(Natural language region descriptions)
== Segment start ==

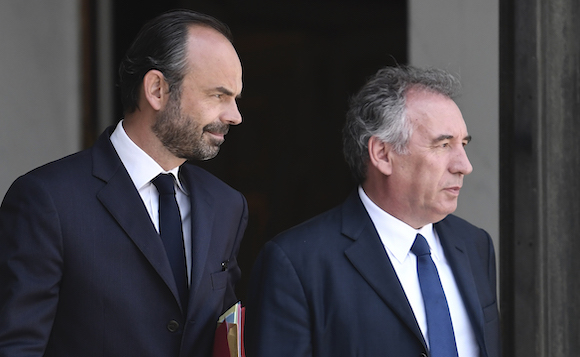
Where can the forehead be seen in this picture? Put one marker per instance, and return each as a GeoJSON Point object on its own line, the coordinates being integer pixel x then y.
{"type": "Point", "coordinates": [212, 58]}
{"type": "Point", "coordinates": [435, 114]}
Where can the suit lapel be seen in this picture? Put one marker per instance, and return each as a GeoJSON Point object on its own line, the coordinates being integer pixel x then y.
{"type": "Point", "coordinates": [123, 202]}
{"type": "Point", "coordinates": [453, 244]}
{"type": "Point", "coordinates": [369, 257]}
{"type": "Point", "coordinates": [202, 218]}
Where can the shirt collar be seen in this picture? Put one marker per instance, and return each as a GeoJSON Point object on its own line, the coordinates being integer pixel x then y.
{"type": "Point", "coordinates": [397, 236]}
{"type": "Point", "coordinates": [140, 166]}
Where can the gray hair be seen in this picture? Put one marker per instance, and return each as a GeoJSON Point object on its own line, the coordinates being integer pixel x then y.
{"type": "Point", "coordinates": [379, 109]}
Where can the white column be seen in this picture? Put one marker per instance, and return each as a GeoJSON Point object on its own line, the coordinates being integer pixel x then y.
{"type": "Point", "coordinates": [40, 105]}
{"type": "Point", "coordinates": [462, 36]}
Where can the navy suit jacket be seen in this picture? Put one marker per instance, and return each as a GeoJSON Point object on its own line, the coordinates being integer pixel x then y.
{"type": "Point", "coordinates": [326, 288]}
{"type": "Point", "coordinates": [83, 271]}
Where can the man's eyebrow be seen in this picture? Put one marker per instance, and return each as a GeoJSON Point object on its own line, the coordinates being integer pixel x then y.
{"type": "Point", "coordinates": [448, 137]}
{"type": "Point", "coordinates": [227, 92]}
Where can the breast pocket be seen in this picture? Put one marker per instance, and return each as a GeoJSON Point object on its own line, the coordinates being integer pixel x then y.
{"type": "Point", "coordinates": [219, 280]}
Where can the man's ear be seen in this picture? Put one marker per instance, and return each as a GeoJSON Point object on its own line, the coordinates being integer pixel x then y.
{"type": "Point", "coordinates": [156, 89]}
{"type": "Point", "coordinates": [380, 155]}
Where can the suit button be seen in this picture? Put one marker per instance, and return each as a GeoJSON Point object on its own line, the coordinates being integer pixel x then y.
{"type": "Point", "coordinates": [173, 326]}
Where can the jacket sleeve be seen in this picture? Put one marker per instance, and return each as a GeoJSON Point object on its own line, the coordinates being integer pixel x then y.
{"type": "Point", "coordinates": [30, 268]}
{"type": "Point", "coordinates": [277, 314]}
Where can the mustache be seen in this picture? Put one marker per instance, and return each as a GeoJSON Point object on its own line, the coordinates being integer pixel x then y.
{"type": "Point", "coordinates": [217, 128]}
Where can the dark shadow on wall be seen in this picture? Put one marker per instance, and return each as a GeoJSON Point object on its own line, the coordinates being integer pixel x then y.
{"type": "Point", "coordinates": [302, 60]}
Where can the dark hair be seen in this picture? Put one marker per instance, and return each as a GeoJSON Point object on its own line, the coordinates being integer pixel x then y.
{"type": "Point", "coordinates": [378, 109]}
{"type": "Point", "coordinates": [161, 45]}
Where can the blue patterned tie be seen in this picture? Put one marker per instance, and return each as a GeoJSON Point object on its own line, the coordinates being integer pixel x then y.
{"type": "Point", "coordinates": [171, 233]}
{"type": "Point", "coordinates": [439, 327]}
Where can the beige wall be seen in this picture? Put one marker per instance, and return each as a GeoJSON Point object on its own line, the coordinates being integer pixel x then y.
{"type": "Point", "coordinates": [463, 37]}
{"type": "Point", "coordinates": [40, 77]}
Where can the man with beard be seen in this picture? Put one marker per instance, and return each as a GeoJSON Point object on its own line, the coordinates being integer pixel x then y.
{"type": "Point", "coordinates": [97, 256]}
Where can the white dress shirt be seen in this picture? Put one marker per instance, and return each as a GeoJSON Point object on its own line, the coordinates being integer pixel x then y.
{"type": "Point", "coordinates": [142, 169]}
{"type": "Point", "coordinates": [398, 237]}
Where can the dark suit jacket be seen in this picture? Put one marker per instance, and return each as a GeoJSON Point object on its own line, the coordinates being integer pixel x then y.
{"type": "Point", "coordinates": [327, 288]}
{"type": "Point", "coordinates": [83, 271]}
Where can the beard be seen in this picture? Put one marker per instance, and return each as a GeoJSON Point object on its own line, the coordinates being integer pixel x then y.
{"type": "Point", "coordinates": [182, 134]}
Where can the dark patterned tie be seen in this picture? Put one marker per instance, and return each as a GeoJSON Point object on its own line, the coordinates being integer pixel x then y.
{"type": "Point", "coordinates": [439, 327]}
{"type": "Point", "coordinates": [171, 233]}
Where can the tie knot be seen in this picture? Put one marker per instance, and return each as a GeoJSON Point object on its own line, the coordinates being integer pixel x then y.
{"type": "Point", "coordinates": [164, 184]}
{"type": "Point", "coordinates": [420, 247]}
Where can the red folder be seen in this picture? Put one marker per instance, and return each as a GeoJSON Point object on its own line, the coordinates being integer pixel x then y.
{"type": "Point", "coordinates": [229, 334]}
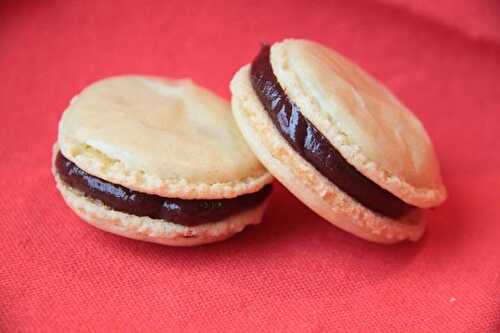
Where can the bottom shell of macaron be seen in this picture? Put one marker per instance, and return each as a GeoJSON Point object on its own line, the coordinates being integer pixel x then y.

== Segment end ==

*Task objective*: Please give back every line above exactly as it stands, without pictures.

*Result of the exercise*:
Where can the forehead be seen in this picture? Put one marker per instance, and return each as a GeoJSON Point object on its own line, the coordinates being integer pixel x then y.
{"type": "Point", "coordinates": [212, 58]}
{"type": "Point", "coordinates": [435, 114]}
Where can the suit lapel be seen in this picture? Put one marker per instance, and return each as a GeoJSON Point object on its own line, the coordinates being integer pixel x then y.
{"type": "Point", "coordinates": [123, 202]}
{"type": "Point", "coordinates": [453, 244]}
{"type": "Point", "coordinates": [369, 257]}
{"type": "Point", "coordinates": [202, 218]}
Where can the shirt collar be seen in this picture? Put one marker per instance, and return each as a GeoJSON Point object on its own line, the coordinates being integer pixel x then y.
{"type": "Point", "coordinates": [397, 236]}
{"type": "Point", "coordinates": [140, 166]}
Where can the gray hair be seen in this picture? Put one marker per instance, and return each as a GeoJSON Point object on its own line, the coordinates being integer pixel x then y.
{"type": "Point", "coordinates": [379, 109]}
Where can the white column be seen in this picture? Put one marker per instance, and return each as a GeoJSON Point object on its own line, the coordinates being integer pixel x then y.
{"type": "Point", "coordinates": [40, 105]}
{"type": "Point", "coordinates": [462, 36]}
Where can the navy suit jacket be seen in this picture? Put one marker per instance, and return each as a GeoJSON Point object on its own line, the coordinates being integer pixel x then y.
{"type": "Point", "coordinates": [326, 288]}
{"type": "Point", "coordinates": [83, 271]}
Where can the man's eyebrow be seen in this picture? Put one marker per instance, and return each as a GeoJSON Point object on its own line, the coordinates being integer pixel x then y.
{"type": "Point", "coordinates": [448, 137]}
{"type": "Point", "coordinates": [227, 92]}
Where can the breast pocket be seen in this picture? Put one marker per instance, and return each as a GeoJSON Point object on its own line, the coordinates being integer pixel x then y.
{"type": "Point", "coordinates": [219, 280]}
Where can the man's ear be seen in this picture? Put one marker per instance, and return each as a GeoJSON Point object on its own line, the coordinates being integer pixel x then y.
{"type": "Point", "coordinates": [156, 89]}
{"type": "Point", "coordinates": [380, 155]}
Where can the suit button be seen in this picture? Put one marker per instance, and return each as a GeoJSON Point object on its own line, the coordinates being integer pixel x then y.
{"type": "Point", "coordinates": [173, 326]}
Where can the jacket sleeve be seen in this picture? Put one marker per instance, and return each as a GeoJSON Point object on its own line, the coordinates being integer pixel x then y.
{"type": "Point", "coordinates": [30, 268]}
{"type": "Point", "coordinates": [277, 314]}
Where can the mustache be seen in this picture? Put one marker per instance, and return each as a GeoJSON Point object on its own line, the coordinates being integer pixel x then y.
{"type": "Point", "coordinates": [217, 128]}
Where can the dark shadow on wall be seen in this picture? Put one marker per instance, and return each as a GeoJSON Point object on its own line, the coordinates being integer pixel x then y.
{"type": "Point", "coordinates": [302, 60]}
Where can the dark hair be seen in this picture? Put one marker per instance, and return each as a GeoJSON Point object on its own line, the coordinates being integer pixel x then y.
{"type": "Point", "coordinates": [378, 109]}
{"type": "Point", "coordinates": [161, 45]}
Where can the blue patterned tie be seen in this picture? Put one marker per instance, and return each as a GeoJSON Point object on its own line, the coordinates being integer pixel x then y.
{"type": "Point", "coordinates": [171, 233]}
{"type": "Point", "coordinates": [439, 327]}
Where can the beige wall be seen in this picture? Put one marker per instance, and return each as a GeoJSON Point object on its own line, the coordinates being integer pixel x then y.
{"type": "Point", "coordinates": [463, 37]}
{"type": "Point", "coordinates": [40, 77]}
Where can the man with beard be seen in this picture? Put one marker per instance, and return each as a GeoJSON Point object on its own line, the coordinates being integer pixel x then y.
{"type": "Point", "coordinates": [97, 256]}
Where can the white dress shirt be seen in this picture? Put one marker per instance, and return each as a GeoJSON Point object on its own line, the coordinates being integer pixel x then y.
{"type": "Point", "coordinates": [142, 169]}
{"type": "Point", "coordinates": [398, 237]}
Where can the dark suit jacket be seen in this picture? Put one marker per instance, and return each as a GeoJSON Point object on its own line, the coordinates being integer pixel x then y.
{"type": "Point", "coordinates": [327, 288]}
{"type": "Point", "coordinates": [83, 271]}
Where can the beard be seen in this picture? Put one marker per instance, and return each as a GeoJSON Point object on its own line, the coordinates being integer pixel x then y.
{"type": "Point", "coordinates": [182, 134]}
Where can the dark patterned tie be seen in this picture? Put one marker per instance, and return each as a GeoJSON Point object on its own line, the coordinates being integer pixel x then y.
{"type": "Point", "coordinates": [439, 327]}
{"type": "Point", "coordinates": [171, 233]}
Where can the tie knot be seen in this picture? Put one marker per instance, and return each as a GeoJSON Point object on its own line, the coordinates being integer pixel x then y.
{"type": "Point", "coordinates": [164, 184]}
{"type": "Point", "coordinates": [420, 247]}
Where can the red folder be seen in this picture? Put one marker per instance, and return each as a GeoJSON Point object on its own line, the coordinates being integer pixel x then y.
{"type": "Point", "coordinates": [229, 334]}
Where can the bottom shell of macaron be seen in this picture? Put one marker per instance, and return each as a GeoJSON Point object on its own line, the coordinates being integer pixel x then y.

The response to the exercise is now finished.